TASK DETAILS
Leave out the images and set down the records below exactly.

=== TASK DATA ===

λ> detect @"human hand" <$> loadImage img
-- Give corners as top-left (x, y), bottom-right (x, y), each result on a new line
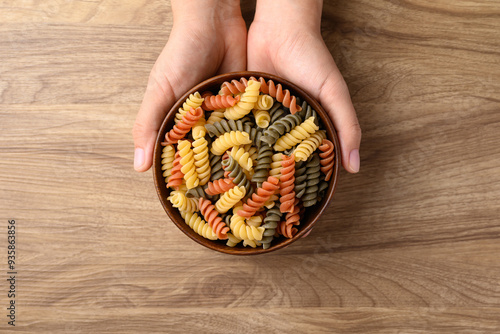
top-left (133, 0), bottom-right (246, 172)
top-left (248, 0), bottom-right (361, 173)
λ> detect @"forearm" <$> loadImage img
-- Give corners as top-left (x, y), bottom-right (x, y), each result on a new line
top-left (254, 0), bottom-right (322, 31)
top-left (172, 0), bottom-right (242, 23)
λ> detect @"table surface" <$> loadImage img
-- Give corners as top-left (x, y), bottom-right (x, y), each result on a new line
top-left (1, 0), bottom-right (500, 332)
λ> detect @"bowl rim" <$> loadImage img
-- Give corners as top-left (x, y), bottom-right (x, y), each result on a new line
top-left (153, 71), bottom-right (341, 255)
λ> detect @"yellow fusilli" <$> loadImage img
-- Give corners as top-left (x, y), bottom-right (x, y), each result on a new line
top-left (224, 80), bottom-right (261, 120)
top-left (293, 130), bottom-right (326, 162)
top-left (168, 190), bottom-right (198, 212)
top-left (252, 109), bottom-right (271, 128)
top-left (255, 94), bottom-right (274, 110)
top-left (161, 144), bottom-right (175, 184)
top-left (192, 114), bottom-right (207, 139)
top-left (229, 214), bottom-right (265, 241)
top-left (215, 186), bottom-right (246, 213)
top-left (274, 116), bottom-right (319, 151)
top-left (178, 140), bottom-right (199, 189)
top-left (180, 211), bottom-right (217, 240)
top-left (229, 146), bottom-right (253, 171)
top-left (192, 137), bottom-right (211, 186)
top-left (210, 131), bottom-right (252, 155)
top-left (269, 153), bottom-right (283, 179)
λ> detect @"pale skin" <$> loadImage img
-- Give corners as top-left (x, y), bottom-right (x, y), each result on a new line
top-left (133, 0), bottom-right (361, 175)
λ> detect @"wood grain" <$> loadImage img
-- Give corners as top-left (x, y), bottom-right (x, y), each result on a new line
top-left (1, 0), bottom-right (500, 332)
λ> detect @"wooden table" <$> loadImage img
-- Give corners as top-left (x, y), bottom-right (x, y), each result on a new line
top-left (1, 0), bottom-right (500, 332)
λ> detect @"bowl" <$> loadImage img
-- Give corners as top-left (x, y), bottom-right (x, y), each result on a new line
top-left (153, 71), bottom-right (341, 255)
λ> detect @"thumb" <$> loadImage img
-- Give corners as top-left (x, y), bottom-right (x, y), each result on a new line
top-left (318, 69), bottom-right (362, 173)
top-left (133, 69), bottom-right (176, 172)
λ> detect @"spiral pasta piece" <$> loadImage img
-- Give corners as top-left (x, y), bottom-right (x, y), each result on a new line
top-left (224, 80), bottom-right (261, 120)
top-left (294, 160), bottom-right (307, 198)
top-left (206, 109), bottom-right (225, 125)
top-left (302, 154), bottom-right (321, 207)
top-left (185, 186), bottom-right (208, 199)
top-left (269, 153), bottom-right (283, 179)
top-left (192, 137), bottom-right (211, 186)
top-left (220, 77), bottom-right (249, 95)
top-left (215, 186), bottom-right (246, 214)
top-left (261, 204), bottom-right (282, 249)
top-left (246, 215), bottom-right (263, 227)
top-left (192, 115), bottom-right (207, 140)
top-left (251, 143), bottom-right (272, 187)
top-left (205, 119), bottom-right (247, 138)
top-left (297, 100), bottom-right (319, 126)
top-left (252, 109), bottom-right (271, 128)
top-left (168, 190), bottom-right (198, 213)
top-left (205, 178), bottom-right (236, 196)
top-left (269, 103), bottom-right (287, 125)
top-left (202, 94), bottom-right (240, 110)
top-left (226, 232), bottom-right (242, 247)
top-left (254, 78), bottom-right (302, 114)
top-left (180, 211), bottom-right (217, 240)
top-left (166, 151), bottom-right (184, 190)
top-left (175, 92), bottom-right (204, 124)
top-left (210, 131), bottom-right (252, 155)
top-left (236, 176), bottom-right (279, 218)
top-left (163, 107), bottom-right (203, 144)
top-left (242, 239), bottom-right (262, 248)
top-left (198, 198), bottom-right (229, 239)
top-left (280, 154), bottom-right (296, 213)
top-left (161, 144), bottom-right (175, 184)
top-left (209, 152), bottom-right (224, 181)
top-left (293, 130), bottom-right (326, 162)
top-left (178, 140), bottom-right (200, 189)
top-left (278, 198), bottom-right (301, 238)
top-left (318, 139), bottom-right (335, 182)
top-left (229, 146), bottom-right (253, 171)
top-left (274, 117), bottom-right (319, 151)
top-left (229, 214), bottom-right (265, 241)
top-left (256, 94), bottom-right (274, 110)
top-left (221, 155), bottom-right (253, 197)
top-left (220, 77), bottom-right (301, 114)
top-left (261, 113), bottom-right (302, 146)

===

REPLY TO THE EXERCISE
λ> detect @"human hand" <$> loadImage img
-- Give corners as top-left (x, y), bottom-right (x, y), each result on a new line
top-left (133, 0), bottom-right (246, 172)
top-left (248, 0), bottom-right (361, 173)
λ> detect @"forearm" <$> loadImage img
-- Give corners as top-left (x, y), bottom-right (x, y), each result on a new line
top-left (254, 0), bottom-right (322, 31)
top-left (172, 0), bottom-right (242, 23)
λ> detect @"table surface" <$> loadImage img
-- Give corners as top-left (x, y), bottom-right (x, y), each result on a new line
top-left (1, 0), bottom-right (500, 332)
λ> detect @"bowl rim" <$> loadImage img
-- Give corners as top-left (x, y), bottom-right (x, y), each result on a new line
top-left (153, 71), bottom-right (341, 255)
λ> detect @"yellow fusilli" <$> loadImage img
-- Give corners as top-left (x, y), bottom-right (x, y), each result on a new line
top-left (224, 80), bottom-right (261, 120)
top-left (293, 130), bottom-right (326, 162)
top-left (168, 190), bottom-right (198, 212)
top-left (252, 109), bottom-right (271, 128)
top-left (255, 94), bottom-right (274, 110)
top-left (161, 144), bottom-right (175, 184)
top-left (192, 114), bottom-right (207, 139)
top-left (229, 214), bottom-right (265, 241)
top-left (215, 186), bottom-right (246, 213)
top-left (274, 116), bottom-right (319, 151)
top-left (178, 140), bottom-right (199, 189)
top-left (180, 211), bottom-right (217, 240)
top-left (229, 146), bottom-right (253, 171)
top-left (192, 137), bottom-right (211, 186)
top-left (210, 131), bottom-right (252, 155)
top-left (269, 153), bottom-right (283, 179)
λ> detect @"pale skin" <$> loadImage img
-- Give corners as top-left (x, y), bottom-right (x, y), each result on a new line
top-left (133, 0), bottom-right (361, 175)
λ> detect @"wood grain" <$> loadImage img
-- Give corners as top-left (x, y), bottom-right (x, y), each result on a new line
top-left (1, 0), bottom-right (500, 332)
λ> detect @"wooden table" <$> loadImage img
-- Give corners as top-left (x, y), bottom-right (x, y), each result on a new line
top-left (1, 0), bottom-right (500, 332)
λ> detect @"bowl" <$> loadImage img
-- Give corners as top-left (x, y), bottom-right (x, y), each result on a new line
top-left (153, 71), bottom-right (341, 255)
λ> detect @"thumb" <$> loadImage img
-- Give corners as top-left (x, y), bottom-right (x, y), each result on a new line
top-left (318, 69), bottom-right (362, 173)
top-left (133, 69), bottom-right (176, 172)
λ> detect @"spiral pasta piece" <$> loadImage img
-- Give corners as top-left (x, y), bottom-right (x, y), each result on a new line
top-left (224, 80), bottom-right (261, 120)
top-left (294, 160), bottom-right (307, 198)
top-left (206, 109), bottom-right (225, 125)
top-left (302, 154), bottom-right (321, 207)
top-left (185, 186), bottom-right (208, 199)
top-left (269, 153), bottom-right (283, 179)
top-left (192, 137), bottom-right (211, 186)
top-left (220, 77), bottom-right (249, 95)
top-left (215, 186), bottom-right (246, 214)
top-left (261, 204), bottom-right (282, 249)
top-left (246, 215), bottom-right (263, 227)
top-left (192, 115), bottom-right (207, 140)
top-left (251, 143), bottom-right (272, 187)
top-left (205, 119), bottom-right (247, 138)
top-left (297, 100), bottom-right (319, 126)
top-left (252, 109), bottom-right (271, 128)
top-left (168, 190), bottom-right (198, 213)
top-left (205, 178), bottom-right (236, 196)
top-left (269, 103), bottom-right (287, 125)
top-left (202, 94), bottom-right (240, 110)
top-left (226, 232), bottom-right (242, 247)
top-left (254, 78), bottom-right (302, 114)
top-left (180, 211), bottom-right (217, 240)
top-left (166, 151), bottom-right (184, 190)
top-left (175, 92), bottom-right (204, 124)
top-left (210, 131), bottom-right (252, 155)
top-left (236, 176), bottom-right (279, 218)
top-left (163, 107), bottom-right (203, 144)
top-left (242, 239), bottom-right (262, 248)
top-left (198, 198), bottom-right (229, 239)
top-left (280, 154), bottom-right (296, 213)
top-left (161, 144), bottom-right (175, 184)
top-left (209, 152), bottom-right (224, 181)
top-left (293, 130), bottom-right (326, 162)
top-left (178, 140), bottom-right (200, 189)
top-left (278, 198), bottom-right (301, 238)
top-left (318, 139), bottom-right (335, 182)
top-left (229, 146), bottom-right (253, 171)
top-left (274, 117), bottom-right (319, 151)
top-left (229, 214), bottom-right (265, 241)
top-left (256, 94), bottom-right (274, 110)
top-left (221, 155), bottom-right (253, 197)
top-left (220, 77), bottom-right (301, 114)
top-left (261, 113), bottom-right (302, 146)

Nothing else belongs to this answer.